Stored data
◇ ◇ ◇ ◇ ◇
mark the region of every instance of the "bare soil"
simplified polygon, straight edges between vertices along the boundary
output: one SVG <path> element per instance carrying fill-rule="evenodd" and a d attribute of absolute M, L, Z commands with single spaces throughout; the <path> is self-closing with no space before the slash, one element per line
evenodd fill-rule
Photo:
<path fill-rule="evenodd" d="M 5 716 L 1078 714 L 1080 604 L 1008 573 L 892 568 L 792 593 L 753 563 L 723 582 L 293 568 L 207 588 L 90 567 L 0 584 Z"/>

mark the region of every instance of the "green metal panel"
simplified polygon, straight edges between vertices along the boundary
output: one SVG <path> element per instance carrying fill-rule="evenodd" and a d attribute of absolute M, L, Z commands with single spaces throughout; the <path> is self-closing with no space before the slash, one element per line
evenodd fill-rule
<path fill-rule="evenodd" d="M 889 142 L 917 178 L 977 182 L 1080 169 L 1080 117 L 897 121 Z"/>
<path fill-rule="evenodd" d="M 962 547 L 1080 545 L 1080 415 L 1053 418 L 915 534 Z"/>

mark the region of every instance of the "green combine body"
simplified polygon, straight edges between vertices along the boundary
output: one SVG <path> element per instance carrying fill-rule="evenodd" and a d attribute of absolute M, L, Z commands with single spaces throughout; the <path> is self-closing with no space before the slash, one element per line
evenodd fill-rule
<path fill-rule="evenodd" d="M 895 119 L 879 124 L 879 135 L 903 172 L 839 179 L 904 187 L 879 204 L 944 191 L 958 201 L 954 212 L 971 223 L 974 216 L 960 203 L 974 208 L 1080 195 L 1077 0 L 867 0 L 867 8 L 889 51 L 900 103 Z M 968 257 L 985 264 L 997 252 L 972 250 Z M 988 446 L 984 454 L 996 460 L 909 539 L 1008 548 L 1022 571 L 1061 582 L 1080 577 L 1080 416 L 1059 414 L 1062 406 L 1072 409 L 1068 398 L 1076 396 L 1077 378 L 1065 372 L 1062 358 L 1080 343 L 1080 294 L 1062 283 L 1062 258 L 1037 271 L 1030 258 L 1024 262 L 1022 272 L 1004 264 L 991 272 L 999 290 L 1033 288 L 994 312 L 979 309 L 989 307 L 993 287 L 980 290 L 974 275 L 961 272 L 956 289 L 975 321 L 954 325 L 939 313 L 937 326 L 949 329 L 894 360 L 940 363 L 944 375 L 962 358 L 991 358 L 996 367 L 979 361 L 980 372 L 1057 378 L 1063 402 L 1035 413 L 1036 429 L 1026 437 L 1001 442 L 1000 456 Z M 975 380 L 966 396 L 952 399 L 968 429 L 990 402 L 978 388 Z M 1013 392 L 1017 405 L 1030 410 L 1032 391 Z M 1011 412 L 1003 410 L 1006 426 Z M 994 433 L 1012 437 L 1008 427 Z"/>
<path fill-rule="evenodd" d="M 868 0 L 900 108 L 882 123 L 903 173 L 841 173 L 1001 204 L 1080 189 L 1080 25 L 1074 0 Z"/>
◇ ◇ ◇ ◇ ◇
- **AIM OF THE TASK**: Set down the entries above again, word for word.

- **ANSWER TO THIS EXERCISE**:
mark the region of every instance of the "bare soil"
simplified polygon, straight edges between vertices along the boundary
output: one SVG <path> element per instance carrying fill-rule="evenodd" and a d attribute of absolute M, L, Z commands with single spaces throughout; the <path> is self-closing with no space before the slash, one element per line
evenodd fill-rule
Photo:
<path fill-rule="evenodd" d="M 5 716 L 1078 714 L 1080 604 L 1008 573 L 892 568 L 792 593 L 753 563 L 723 582 L 293 568 L 207 588 L 90 567 L 0 584 Z"/>

mark the region of every instance of the "green metal panel"
simplified polygon, straight edges between vertices along the boundary
output: one SVG <path> element per instance carrying fill-rule="evenodd" and a d attribute of absolute M, L, Z commands with single spaces throughout; the <path> is self-closing with no space before the slash, one element per line
evenodd fill-rule
<path fill-rule="evenodd" d="M 889 142 L 917 178 L 977 182 L 1080 169 L 1080 117 L 897 121 Z"/>
<path fill-rule="evenodd" d="M 962 547 L 1080 545 L 1080 415 L 1053 418 L 915 534 Z"/>

mark the region of every instance of the "green combine body"
simplified polygon, straight edges between vertices along the boundary
output: one SVG <path> element per instance carrying fill-rule="evenodd" and a d attribute of absolute M, L, Z commands with single spaces throughout; the <path> is self-closing with no space before the slash, one element per line
evenodd fill-rule
<path fill-rule="evenodd" d="M 895 119 L 879 124 L 879 135 L 903 172 L 839 179 L 904 187 L 879 204 L 944 191 L 958 201 L 954 212 L 971 223 L 974 216 L 960 203 L 974 208 L 1080 195 L 1077 0 L 867 0 L 867 8 L 889 51 L 900 103 Z M 968 257 L 985 264 L 997 252 L 972 250 Z M 988 446 L 984 454 L 996 460 L 909 539 L 1008 548 L 1022 571 L 1061 582 L 1080 577 L 1080 416 L 1059 414 L 1062 406 L 1072 409 L 1068 398 L 1076 396 L 1077 378 L 1065 372 L 1062 358 L 1080 343 L 1080 294 L 1062 283 L 1062 258 L 1037 271 L 1030 258 L 1024 262 L 1022 272 L 1004 264 L 991 272 L 999 290 L 1033 288 L 994 312 L 979 309 L 989 307 L 993 287 L 980 290 L 974 275 L 961 272 L 956 289 L 975 321 L 954 325 L 939 313 L 937 326 L 949 329 L 894 360 L 940 363 L 944 375 L 962 358 L 991 358 L 996 367 L 979 361 L 980 372 L 1057 378 L 1063 402 L 1035 413 L 1036 429 L 1026 437 L 1001 442 L 1000 456 Z M 975 380 L 966 396 L 952 399 L 968 429 L 990 402 L 978 388 Z M 1013 392 L 1017 405 L 1030 410 L 1032 391 Z M 1011 412 L 1003 410 L 1006 426 Z M 994 433 L 1012 437 L 1008 427 Z"/>
<path fill-rule="evenodd" d="M 868 0 L 900 108 L 882 123 L 903 173 L 841 173 L 1001 204 L 1080 189 L 1080 25 L 1074 0 Z"/>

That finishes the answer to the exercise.